━━━ INFORMATION SHOWN ━━━

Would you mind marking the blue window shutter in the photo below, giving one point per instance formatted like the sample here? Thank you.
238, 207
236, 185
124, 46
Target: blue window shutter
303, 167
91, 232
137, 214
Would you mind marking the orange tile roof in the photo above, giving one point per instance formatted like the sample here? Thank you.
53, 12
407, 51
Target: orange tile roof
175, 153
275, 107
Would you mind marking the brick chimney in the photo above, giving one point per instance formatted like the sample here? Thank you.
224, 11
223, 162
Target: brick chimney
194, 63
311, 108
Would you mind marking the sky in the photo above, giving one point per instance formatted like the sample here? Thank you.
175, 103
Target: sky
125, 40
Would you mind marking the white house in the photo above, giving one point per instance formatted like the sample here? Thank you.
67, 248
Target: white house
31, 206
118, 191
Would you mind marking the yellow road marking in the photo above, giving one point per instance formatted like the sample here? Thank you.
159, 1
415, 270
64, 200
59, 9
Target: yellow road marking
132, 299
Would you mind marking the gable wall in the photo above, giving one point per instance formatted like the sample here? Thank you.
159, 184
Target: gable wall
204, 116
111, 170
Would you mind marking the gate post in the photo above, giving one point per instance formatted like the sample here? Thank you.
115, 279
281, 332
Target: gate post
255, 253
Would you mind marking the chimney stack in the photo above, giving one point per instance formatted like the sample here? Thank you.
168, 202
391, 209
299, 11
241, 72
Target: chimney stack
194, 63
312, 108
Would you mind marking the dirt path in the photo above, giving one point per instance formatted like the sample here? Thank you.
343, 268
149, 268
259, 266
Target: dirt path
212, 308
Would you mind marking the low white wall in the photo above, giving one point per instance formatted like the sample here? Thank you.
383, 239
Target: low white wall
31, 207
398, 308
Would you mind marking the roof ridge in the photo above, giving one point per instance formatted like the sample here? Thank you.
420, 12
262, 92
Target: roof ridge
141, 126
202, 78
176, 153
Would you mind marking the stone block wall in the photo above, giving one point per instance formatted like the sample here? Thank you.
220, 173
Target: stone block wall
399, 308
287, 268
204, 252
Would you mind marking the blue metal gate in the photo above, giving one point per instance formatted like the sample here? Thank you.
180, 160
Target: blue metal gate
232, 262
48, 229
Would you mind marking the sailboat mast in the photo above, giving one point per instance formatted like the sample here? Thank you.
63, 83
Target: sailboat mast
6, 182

━━━

**THE EXERCISE**
Can you set out every line of the items above as a Markdown table with two columns, Row (the running row number) and Line (the line itself), leaving out any blank lines?

**ANSWER IN FULL**
| Row | Line |
|---|---|
| 1 | Would you mind marking the blue window shutter in the photo below, giving one point per instance formatted like the sample here? Thank you. |
| 2 | 238, 207 |
| 3 | 236, 185 |
| 4 | 124, 46 |
| 5 | Target: blue window shutter |
| 6 | 303, 167 |
| 7 | 91, 232 |
| 8 | 137, 214 |
| 9 | Would you mind marking the orange tile roof in the photo above, giving one point per instance formatted like the sample here? Thank you. |
| 10 | 53, 12 |
| 11 | 407, 51 |
| 12 | Target: orange tile roof |
| 13 | 175, 153 |
| 14 | 275, 107 |
| 15 | Would you mind marking the brick chimney in the photo above, giving one point per instance formatted like the sample here? Thank you. |
| 16 | 224, 11 |
| 17 | 223, 162 |
| 18 | Target: brick chimney |
| 19 | 194, 63 |
| 20 | 311, 108 |
| 21 | Would you mind marking the sky in the photo above, giving one point per instance formatted like the sample here? Thank you. |
| 22 | 175, 103 |
| 23 | Target: sky |
| 24 | 125, 40 |
| 25 | Would you mind marking the white house in the photo above, giving one point per instance formatted like the sample here? Thank you. |
| 26 | 67, 248 |
| 27 | Target: white house |
| 28 | 31, 206 |
| 29 | 118, 191 |
| 30 | Would you mind marking the yellow road marking in the photo above, giving one point per instance formatted like the sample here? Thank you. |
| 31 | 159, 1 |
| 32 | 415, 270 |
| 33 | 64, 200 |
| 34 | 59, 9 |
| 35 | Target: yellow road marking |
| 36 | 132, 299 |
| 37 | Would you mind marking the gable wall in the photo above, giving one point per instance formatted like the sample here? Thank you. |
| 38 | 159, 184 |
| 39 | Target: gable wall |
| 40 | 204, 116 |
| 41 | 111, 170 |
| 42 | Would you mind marking the gate post in the photo above, giving one point per instance formatted like the sample here? Thank you. |
| 43 | 115, 279 |
| 44 | 281, 332 |
| 45 | Target: gate post |
| 46 | 255, 253 |
| 47 | Would you mind marking the chimney stack in the photo above, giving one point per instance formatted like the sample here? Thank you. |
| 48 | 168, 202 |
| 49 | 391, 209 |
| 50 | 299, 11 |
| 51 | 241, 72 |
| 52 | Target: chimney stack |
| 53 | 194, 63 |
| 54 | 312, 108 |
| 55 | Would you mind marking the dirt path in the photo above, giving one point per instance formatted like the sample here? Thank you. |
| 56 | 343, 268 |
| 57 | 149, 268 |
| 58 | 259, 266 |
| 59 | Target: dirt path |
| 60 | 212, 308 |
| 61 | Would you mind marking the low white wall in the photo above, giving one point per instance formatted like the sample here? Thank you. |
| 62 | 383, 239 |
| 63 | Target: low white wall |
| 64 | 31, 207 |
| 65 | 398, 308 |
| 66 | Would you mind marking the roof ridge in the photo above, giving one point per instance formatted like the sample here? Thank you. |
| 67 | 420, 12 |
| 68 | 262, 92 |
| 69 | Target: roof ridge |
| 70 | 141, 126 |
| 71 | 202, 78 |
| 72 | 176, 153 |
| 73 | Would you mind marking the stone block wall in the photo above, giving one point per instance formatted like the sample here? Thank you. |
| 74 | 220, 173 |
| 75 | Target: stone block wall |
| 76 | 399, 308 |
| 77 | 287, 268 |
| 78 | 204, 252 |
| 79 | Would you mind marking the blue metal gate in the photo above, giving one point per instance formatted like the sample here? Thank you. |
| 80 | 180, 160 |
| 81 | Target: blue metal gate |
| 82 | 232, 262 |
| 83 | 48, 229 |
| 84 | Would you mind marking the sailboat mast in the photo above, giving one point per instance formatted like the sample here? Thank you. |
| 85 | 63, 83 |
| 86 | Target: sailboat mast |
| 87 | 6, 182 |